(Extracted records)
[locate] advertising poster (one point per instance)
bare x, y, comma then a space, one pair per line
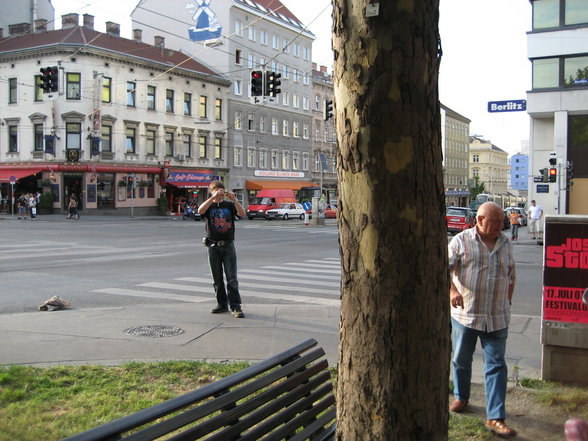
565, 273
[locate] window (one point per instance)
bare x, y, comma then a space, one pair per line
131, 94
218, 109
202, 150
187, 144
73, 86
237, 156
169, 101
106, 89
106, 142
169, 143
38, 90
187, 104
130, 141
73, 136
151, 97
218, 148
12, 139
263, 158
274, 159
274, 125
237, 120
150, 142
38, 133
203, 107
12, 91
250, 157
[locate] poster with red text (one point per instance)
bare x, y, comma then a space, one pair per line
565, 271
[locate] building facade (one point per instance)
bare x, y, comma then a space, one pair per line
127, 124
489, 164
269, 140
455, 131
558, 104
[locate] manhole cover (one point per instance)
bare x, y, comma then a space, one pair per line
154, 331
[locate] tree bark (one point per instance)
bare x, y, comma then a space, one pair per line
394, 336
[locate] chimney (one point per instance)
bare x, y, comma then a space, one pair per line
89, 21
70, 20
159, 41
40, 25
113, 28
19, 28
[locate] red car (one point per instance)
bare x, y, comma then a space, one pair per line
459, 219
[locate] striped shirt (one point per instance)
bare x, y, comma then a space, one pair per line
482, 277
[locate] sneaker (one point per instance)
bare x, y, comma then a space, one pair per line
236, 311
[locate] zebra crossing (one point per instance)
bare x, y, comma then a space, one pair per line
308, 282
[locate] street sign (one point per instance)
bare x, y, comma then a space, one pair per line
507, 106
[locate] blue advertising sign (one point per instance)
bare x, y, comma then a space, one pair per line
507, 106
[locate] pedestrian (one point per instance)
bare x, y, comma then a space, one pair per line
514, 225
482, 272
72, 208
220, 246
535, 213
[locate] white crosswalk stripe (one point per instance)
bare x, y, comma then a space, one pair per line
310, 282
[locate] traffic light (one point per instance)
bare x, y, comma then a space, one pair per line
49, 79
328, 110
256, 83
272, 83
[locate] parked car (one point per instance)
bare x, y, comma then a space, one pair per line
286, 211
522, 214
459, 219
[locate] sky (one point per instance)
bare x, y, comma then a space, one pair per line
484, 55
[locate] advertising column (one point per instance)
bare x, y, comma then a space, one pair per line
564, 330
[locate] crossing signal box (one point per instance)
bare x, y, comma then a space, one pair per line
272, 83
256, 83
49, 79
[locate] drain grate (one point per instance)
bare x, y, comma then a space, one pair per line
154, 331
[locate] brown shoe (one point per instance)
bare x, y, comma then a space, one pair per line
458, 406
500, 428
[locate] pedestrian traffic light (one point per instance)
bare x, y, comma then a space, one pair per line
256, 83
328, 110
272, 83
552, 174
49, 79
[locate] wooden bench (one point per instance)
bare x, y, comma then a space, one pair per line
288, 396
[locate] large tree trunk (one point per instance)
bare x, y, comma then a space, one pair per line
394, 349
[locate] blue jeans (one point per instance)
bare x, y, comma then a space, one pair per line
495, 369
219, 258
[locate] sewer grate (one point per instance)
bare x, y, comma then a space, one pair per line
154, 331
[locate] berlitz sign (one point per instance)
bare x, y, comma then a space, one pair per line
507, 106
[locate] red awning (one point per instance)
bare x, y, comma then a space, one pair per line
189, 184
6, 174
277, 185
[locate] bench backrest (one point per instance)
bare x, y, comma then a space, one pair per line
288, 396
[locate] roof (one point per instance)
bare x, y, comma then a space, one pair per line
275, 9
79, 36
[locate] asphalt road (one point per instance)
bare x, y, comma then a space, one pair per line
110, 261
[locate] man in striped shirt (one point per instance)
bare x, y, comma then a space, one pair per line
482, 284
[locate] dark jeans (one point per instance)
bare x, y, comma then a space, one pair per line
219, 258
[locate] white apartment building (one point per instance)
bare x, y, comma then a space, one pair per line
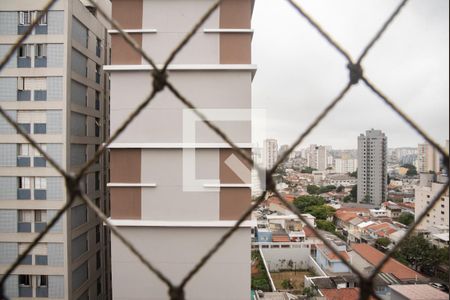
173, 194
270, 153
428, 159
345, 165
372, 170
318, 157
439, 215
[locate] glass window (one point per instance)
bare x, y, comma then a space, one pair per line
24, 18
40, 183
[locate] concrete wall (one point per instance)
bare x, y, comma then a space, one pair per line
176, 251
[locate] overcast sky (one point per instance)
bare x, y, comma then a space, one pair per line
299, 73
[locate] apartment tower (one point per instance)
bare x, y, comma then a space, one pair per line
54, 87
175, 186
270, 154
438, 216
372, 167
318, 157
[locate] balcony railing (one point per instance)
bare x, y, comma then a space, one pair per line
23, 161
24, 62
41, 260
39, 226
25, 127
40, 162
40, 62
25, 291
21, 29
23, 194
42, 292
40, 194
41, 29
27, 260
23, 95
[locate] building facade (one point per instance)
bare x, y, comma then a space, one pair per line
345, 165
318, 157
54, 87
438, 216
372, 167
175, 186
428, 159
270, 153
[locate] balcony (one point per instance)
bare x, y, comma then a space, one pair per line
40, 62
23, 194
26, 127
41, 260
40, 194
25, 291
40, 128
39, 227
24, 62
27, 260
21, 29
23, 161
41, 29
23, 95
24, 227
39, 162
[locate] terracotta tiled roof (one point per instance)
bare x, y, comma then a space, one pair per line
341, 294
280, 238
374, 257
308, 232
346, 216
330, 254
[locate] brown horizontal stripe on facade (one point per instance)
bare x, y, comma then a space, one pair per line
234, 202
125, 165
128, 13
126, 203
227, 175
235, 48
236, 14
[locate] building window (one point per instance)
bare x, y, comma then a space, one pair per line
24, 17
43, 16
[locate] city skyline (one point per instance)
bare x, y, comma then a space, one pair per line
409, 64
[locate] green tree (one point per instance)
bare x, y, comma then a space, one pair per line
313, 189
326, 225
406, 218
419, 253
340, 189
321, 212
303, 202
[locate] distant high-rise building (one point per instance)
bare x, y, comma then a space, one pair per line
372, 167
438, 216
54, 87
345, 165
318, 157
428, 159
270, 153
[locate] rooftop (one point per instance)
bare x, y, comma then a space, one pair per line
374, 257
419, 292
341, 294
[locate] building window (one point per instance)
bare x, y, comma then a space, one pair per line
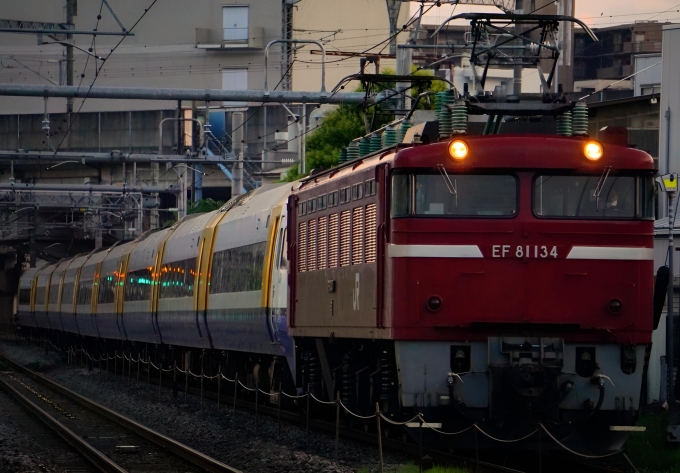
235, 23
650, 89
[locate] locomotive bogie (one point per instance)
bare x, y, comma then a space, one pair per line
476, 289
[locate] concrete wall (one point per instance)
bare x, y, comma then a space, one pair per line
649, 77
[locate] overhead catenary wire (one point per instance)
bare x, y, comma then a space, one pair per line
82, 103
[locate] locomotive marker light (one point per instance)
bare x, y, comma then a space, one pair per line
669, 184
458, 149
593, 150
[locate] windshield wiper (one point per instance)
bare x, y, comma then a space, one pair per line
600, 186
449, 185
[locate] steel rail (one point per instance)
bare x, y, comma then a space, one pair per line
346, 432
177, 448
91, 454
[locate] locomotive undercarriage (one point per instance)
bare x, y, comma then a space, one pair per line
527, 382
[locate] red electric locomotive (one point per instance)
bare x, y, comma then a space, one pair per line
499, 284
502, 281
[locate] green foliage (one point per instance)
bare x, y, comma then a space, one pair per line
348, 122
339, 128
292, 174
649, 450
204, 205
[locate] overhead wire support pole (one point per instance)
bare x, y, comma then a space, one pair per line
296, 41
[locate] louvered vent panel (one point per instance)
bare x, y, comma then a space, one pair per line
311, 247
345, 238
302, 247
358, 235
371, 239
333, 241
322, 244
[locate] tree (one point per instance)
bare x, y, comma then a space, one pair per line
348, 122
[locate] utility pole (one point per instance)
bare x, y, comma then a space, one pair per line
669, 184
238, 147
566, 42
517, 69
...
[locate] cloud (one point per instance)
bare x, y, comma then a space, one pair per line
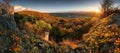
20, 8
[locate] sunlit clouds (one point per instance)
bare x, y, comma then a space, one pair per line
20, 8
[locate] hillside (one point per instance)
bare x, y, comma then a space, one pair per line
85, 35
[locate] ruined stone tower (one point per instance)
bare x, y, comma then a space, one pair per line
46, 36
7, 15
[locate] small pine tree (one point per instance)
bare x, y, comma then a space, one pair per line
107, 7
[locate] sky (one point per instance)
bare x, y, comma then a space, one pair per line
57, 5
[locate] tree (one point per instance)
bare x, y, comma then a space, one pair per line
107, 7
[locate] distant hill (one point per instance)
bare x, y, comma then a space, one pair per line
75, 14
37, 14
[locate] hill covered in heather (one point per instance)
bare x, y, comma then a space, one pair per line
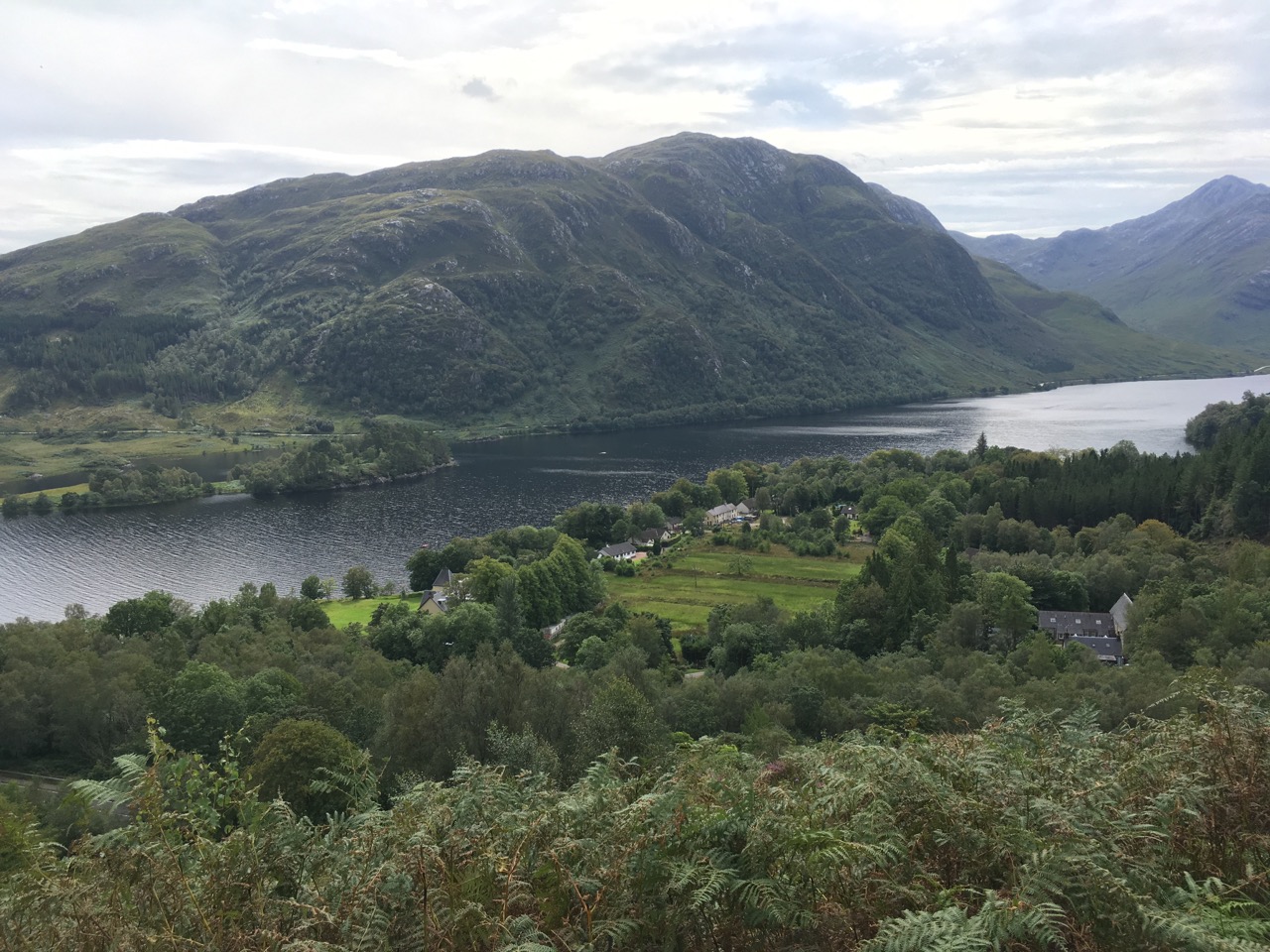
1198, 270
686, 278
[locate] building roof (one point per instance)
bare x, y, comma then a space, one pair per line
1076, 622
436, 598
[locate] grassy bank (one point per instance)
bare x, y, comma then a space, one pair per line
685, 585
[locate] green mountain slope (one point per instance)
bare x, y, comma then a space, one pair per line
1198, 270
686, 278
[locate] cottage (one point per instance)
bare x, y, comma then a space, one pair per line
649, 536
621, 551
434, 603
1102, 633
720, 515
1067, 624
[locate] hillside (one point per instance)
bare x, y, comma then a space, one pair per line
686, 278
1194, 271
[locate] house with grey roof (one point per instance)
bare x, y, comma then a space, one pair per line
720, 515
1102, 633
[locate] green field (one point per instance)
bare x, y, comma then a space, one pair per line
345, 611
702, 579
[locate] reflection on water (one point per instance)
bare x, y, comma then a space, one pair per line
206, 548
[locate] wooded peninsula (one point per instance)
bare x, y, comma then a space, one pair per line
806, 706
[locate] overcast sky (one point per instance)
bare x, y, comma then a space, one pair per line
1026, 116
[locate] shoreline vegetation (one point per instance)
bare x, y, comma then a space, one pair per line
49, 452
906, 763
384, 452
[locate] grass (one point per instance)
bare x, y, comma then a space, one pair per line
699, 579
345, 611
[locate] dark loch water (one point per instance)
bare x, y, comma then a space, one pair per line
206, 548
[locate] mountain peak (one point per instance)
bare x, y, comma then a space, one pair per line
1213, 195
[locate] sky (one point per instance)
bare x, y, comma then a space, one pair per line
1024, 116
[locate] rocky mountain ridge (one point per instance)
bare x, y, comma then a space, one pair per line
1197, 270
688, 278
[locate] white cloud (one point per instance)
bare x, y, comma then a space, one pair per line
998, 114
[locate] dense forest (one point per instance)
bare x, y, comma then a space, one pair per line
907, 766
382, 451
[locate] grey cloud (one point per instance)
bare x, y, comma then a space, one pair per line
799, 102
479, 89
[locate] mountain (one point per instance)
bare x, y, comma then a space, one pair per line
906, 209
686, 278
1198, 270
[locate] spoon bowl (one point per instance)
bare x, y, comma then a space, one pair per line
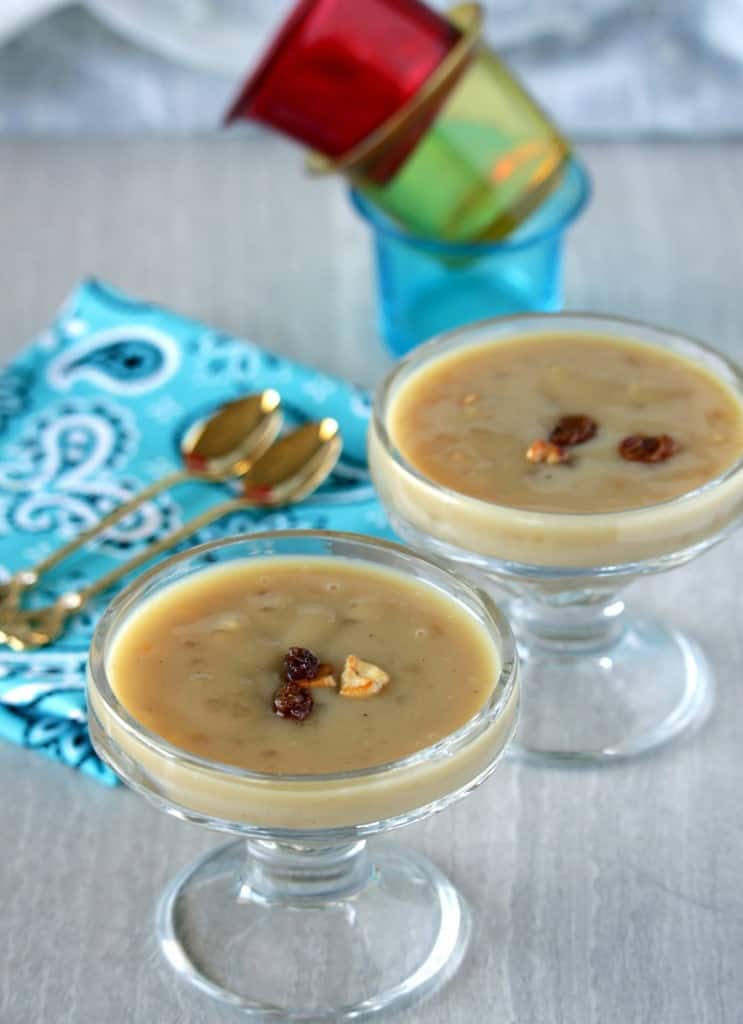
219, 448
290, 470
--
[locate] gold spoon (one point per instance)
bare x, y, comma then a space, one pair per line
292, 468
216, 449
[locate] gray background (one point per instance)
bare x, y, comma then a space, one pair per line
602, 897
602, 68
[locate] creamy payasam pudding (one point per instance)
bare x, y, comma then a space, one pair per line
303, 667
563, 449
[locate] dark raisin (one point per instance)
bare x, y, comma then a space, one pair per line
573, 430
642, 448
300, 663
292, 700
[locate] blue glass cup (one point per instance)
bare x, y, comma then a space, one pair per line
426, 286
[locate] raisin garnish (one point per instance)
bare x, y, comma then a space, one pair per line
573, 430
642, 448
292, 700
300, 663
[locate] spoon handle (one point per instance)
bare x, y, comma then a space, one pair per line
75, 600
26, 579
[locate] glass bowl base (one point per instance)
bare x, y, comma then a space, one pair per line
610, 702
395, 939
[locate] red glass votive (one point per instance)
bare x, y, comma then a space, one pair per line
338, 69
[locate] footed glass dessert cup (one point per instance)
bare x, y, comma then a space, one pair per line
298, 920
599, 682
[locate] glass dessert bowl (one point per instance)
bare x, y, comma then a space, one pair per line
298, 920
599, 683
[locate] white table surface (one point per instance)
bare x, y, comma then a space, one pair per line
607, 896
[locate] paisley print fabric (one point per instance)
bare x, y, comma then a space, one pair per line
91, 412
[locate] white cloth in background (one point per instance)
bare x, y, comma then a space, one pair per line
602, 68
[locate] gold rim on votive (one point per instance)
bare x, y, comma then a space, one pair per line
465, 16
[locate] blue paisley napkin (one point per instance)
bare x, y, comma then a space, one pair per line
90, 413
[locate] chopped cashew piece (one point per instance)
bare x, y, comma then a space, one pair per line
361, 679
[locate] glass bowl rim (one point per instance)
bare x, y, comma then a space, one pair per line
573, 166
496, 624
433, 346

(What the task asks)
Collect every line in the items above that contains the string "mountain", treating uppercase and lowercase as different.

(Written solution)
[locate] green mountain slope (one point per instance)
[locate] mountain peak (one point per instance)
[locate] rocky mountain ridge (one point per instance)
[locate] mountain (one point per instance)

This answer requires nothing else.